---------- SOURCE PASSAGE ----------

However, his attitude towards the welding technique was drastically changed in the early 1950s. Smith’s emphasis on the imaginative form over the welding technique resulted from his contact with the New York Group in the late 1940s and the early 1950s. Thus the period is more than just his transitional period. Many writers, however, have directed little attention to this period. In this paper, I shall focus on his works of this period in conjunction with an analysis of his writings and reveal how his aesthetic vision was formed.

---------- STORED ROWS ----------

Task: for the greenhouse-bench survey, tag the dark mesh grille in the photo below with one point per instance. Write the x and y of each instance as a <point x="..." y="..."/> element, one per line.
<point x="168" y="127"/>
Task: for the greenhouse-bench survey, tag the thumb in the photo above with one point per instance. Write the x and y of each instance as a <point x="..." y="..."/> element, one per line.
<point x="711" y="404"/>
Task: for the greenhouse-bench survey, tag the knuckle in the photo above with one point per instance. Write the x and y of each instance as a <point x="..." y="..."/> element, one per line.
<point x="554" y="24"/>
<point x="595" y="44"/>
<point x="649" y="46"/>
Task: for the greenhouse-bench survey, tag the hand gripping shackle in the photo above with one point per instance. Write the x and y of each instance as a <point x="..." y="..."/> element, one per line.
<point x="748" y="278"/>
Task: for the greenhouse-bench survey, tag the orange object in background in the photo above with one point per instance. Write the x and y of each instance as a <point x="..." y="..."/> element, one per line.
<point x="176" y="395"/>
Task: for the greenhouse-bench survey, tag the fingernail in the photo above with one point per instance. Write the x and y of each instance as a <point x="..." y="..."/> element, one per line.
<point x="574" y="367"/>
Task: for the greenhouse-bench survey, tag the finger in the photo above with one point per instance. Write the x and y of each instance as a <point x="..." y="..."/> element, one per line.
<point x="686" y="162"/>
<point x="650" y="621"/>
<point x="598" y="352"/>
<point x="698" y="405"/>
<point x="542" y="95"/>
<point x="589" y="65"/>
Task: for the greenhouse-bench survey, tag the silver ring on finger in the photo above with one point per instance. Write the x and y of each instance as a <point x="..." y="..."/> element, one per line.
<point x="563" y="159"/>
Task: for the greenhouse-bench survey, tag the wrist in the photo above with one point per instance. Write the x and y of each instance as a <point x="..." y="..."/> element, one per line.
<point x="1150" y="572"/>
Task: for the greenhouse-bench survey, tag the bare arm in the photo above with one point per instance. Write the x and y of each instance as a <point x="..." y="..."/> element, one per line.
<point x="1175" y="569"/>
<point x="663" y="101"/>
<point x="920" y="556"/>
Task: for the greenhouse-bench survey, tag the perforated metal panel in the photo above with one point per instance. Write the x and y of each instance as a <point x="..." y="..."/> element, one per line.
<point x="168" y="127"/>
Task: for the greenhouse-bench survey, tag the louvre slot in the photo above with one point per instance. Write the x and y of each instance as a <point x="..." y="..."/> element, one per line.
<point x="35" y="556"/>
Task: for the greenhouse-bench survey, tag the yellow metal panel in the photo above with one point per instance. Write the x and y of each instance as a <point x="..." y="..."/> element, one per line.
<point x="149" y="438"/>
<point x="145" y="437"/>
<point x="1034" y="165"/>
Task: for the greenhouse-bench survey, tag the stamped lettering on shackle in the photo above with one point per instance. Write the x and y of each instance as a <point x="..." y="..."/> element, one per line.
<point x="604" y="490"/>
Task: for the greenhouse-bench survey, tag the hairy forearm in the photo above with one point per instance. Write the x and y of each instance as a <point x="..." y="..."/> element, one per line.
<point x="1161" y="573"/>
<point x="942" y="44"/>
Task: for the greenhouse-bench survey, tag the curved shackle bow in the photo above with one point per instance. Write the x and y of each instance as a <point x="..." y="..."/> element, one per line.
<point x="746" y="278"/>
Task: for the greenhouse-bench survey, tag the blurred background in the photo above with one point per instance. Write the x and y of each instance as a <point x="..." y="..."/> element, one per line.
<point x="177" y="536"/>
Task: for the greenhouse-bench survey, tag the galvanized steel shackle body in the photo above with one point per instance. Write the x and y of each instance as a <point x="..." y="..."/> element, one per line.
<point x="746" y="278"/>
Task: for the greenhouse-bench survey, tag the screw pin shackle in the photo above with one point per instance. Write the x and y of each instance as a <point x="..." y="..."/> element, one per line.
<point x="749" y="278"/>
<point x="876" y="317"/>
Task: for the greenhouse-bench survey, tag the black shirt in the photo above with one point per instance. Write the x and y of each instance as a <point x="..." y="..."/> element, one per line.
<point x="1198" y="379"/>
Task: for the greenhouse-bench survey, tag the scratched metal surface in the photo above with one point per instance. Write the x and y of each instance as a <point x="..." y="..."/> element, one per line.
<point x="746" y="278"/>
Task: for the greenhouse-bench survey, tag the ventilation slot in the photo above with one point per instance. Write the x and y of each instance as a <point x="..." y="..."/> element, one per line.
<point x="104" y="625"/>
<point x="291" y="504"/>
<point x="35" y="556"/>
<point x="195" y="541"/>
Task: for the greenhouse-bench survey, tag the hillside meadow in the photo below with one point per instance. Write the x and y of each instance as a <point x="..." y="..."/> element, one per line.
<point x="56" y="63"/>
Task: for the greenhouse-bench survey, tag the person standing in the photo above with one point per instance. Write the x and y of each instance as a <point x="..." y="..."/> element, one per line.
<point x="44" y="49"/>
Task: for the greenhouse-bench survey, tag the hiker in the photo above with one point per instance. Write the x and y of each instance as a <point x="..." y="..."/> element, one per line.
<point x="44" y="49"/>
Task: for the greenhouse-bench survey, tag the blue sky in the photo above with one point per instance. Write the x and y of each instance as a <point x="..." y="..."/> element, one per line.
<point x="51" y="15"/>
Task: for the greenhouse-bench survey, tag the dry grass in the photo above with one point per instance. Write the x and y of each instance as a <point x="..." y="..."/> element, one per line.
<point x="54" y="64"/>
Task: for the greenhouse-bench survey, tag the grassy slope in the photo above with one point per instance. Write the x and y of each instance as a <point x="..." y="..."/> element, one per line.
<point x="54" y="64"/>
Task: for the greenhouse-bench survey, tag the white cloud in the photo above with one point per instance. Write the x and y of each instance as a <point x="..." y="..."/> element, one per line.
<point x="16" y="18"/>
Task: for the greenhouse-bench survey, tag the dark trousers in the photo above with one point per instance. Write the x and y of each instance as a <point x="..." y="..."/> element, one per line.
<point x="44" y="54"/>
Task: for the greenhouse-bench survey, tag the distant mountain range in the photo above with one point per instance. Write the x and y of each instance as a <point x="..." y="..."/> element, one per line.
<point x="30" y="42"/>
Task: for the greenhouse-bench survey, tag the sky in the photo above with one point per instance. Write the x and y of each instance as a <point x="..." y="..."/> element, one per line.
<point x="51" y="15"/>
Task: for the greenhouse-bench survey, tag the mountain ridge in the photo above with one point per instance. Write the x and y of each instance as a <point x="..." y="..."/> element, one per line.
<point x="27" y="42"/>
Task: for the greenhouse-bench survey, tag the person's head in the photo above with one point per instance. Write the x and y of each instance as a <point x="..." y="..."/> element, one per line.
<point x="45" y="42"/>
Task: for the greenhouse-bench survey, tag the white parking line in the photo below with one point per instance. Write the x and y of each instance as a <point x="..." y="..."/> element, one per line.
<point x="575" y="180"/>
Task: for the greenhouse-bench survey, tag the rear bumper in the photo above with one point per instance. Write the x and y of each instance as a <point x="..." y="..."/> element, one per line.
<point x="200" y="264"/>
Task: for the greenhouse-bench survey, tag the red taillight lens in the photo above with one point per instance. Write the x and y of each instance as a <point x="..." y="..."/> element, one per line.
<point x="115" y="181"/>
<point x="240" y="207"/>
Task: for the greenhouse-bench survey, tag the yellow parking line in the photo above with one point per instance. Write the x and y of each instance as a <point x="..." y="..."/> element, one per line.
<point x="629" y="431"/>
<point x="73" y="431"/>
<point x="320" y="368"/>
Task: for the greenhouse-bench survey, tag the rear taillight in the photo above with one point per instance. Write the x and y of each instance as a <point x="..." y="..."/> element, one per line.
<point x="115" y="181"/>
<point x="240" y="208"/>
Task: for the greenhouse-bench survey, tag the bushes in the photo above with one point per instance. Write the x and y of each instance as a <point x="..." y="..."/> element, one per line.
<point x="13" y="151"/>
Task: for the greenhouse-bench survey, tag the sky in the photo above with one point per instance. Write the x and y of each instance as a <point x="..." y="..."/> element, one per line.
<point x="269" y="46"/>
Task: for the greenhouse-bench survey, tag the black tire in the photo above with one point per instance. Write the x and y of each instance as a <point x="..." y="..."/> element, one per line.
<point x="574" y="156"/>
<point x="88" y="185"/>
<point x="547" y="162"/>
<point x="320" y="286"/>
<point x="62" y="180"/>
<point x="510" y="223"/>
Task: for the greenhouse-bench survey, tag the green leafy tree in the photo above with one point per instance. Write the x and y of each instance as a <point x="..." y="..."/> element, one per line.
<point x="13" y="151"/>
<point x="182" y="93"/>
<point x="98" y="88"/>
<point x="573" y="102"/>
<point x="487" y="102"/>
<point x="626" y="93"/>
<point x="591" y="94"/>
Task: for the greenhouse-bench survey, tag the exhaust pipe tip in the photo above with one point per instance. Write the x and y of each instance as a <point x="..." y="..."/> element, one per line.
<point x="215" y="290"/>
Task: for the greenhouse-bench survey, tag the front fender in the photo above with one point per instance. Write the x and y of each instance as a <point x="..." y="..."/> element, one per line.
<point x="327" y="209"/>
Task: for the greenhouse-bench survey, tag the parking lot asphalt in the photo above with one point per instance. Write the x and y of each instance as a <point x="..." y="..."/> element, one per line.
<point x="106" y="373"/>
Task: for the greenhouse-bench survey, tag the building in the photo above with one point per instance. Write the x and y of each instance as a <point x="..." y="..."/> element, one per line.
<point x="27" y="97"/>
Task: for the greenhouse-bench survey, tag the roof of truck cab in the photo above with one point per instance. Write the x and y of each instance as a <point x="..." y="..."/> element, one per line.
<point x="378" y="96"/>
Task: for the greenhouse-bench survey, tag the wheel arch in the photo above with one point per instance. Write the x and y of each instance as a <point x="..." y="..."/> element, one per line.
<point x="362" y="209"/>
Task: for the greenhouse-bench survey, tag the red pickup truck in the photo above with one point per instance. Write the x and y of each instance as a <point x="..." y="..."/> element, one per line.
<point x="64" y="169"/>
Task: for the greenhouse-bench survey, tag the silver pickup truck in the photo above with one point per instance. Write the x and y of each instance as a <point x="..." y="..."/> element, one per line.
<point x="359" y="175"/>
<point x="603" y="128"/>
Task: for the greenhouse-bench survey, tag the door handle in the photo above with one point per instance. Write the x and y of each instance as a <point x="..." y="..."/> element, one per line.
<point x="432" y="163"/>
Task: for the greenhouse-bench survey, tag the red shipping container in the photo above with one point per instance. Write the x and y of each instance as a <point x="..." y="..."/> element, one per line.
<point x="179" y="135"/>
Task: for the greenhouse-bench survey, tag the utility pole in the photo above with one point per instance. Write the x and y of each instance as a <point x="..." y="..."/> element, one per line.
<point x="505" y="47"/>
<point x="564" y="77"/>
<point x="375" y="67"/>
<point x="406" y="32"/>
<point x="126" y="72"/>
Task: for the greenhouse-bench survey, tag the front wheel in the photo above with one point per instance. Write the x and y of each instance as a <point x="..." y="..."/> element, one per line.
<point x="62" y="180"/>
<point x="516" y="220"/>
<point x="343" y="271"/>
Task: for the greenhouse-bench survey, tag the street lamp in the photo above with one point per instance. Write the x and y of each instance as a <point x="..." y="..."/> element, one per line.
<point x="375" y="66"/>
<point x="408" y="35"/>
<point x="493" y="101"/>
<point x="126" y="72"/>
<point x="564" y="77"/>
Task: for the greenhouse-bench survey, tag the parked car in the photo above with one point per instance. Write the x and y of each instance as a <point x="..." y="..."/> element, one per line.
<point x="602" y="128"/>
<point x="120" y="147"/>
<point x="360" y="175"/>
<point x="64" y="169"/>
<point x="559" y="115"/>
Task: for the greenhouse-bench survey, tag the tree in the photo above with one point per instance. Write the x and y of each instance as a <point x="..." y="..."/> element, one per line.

----------

** YOUR INSTRUCTIONS **
Pick up the passage on Smith's changing attitude toward the welding technique where it stops, and continue it. The rows were drawn from a separate source.

** SOLVED PROBLEM **
In the late 1940s after Smith’s employment at the American Locomotive Company and his construction of a workshop at Bolton Landing, which had cut him off from the ferment of ideas, he began to meet other artists and critics who were known as the New York Group. The first opportunity was provided by the annual Woodstock conferences in 1947, through which Smith could resume keeping in touch with fellow artists and critics. His acquaintance with Herman Cherry, chairman of the Woodstock Education Committee gave him another way of keeping in contact with the New York Group. The fact that Smith’s work after his contact with the New York Group underwent a great change indicates that the group deeply influenced him. I will examine the influence of the New York Group in terms of James Joyce’s stream-of-consciousness technique, Australian Aboriginal art and Ernst Kris’ psychoanalysis.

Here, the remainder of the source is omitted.